▸ **Entries supplied**:
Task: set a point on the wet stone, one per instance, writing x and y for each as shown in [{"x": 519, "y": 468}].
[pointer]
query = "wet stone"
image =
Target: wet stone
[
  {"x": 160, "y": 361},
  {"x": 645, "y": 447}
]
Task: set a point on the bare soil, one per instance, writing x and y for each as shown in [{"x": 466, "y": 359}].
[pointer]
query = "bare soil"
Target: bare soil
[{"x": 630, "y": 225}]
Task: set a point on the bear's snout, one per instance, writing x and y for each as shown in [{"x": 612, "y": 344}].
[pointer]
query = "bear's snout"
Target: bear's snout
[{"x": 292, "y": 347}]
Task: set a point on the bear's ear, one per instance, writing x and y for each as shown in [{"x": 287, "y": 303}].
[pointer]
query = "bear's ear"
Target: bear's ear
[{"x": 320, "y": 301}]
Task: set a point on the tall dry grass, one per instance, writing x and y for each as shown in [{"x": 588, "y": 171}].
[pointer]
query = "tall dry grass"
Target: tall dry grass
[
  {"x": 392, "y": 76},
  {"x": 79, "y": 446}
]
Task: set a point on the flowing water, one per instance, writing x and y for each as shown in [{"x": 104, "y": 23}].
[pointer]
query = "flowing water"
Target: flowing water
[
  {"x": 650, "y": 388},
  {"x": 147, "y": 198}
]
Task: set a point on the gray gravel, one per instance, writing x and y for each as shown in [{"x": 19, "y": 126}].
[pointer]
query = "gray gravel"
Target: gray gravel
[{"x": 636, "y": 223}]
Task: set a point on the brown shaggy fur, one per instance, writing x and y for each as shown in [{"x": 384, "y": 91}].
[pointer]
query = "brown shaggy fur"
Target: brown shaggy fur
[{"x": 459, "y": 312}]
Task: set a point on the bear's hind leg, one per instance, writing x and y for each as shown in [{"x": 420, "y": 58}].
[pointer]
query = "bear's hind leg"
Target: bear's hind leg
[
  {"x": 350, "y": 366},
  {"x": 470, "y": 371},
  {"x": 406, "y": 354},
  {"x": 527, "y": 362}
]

▸ **Required action**:
Copy out each line of the data that holds the string "query".

▸ **Answer to this exercise**:
query = "wet stone"
query = "bare soil"
query = "bear's snout"
query = "bear's ear"
query = "tall dry grass"
query = "flowing water"
query = "gray gravel"
query = "brown shaggy fur"
query = "bear's hind leg"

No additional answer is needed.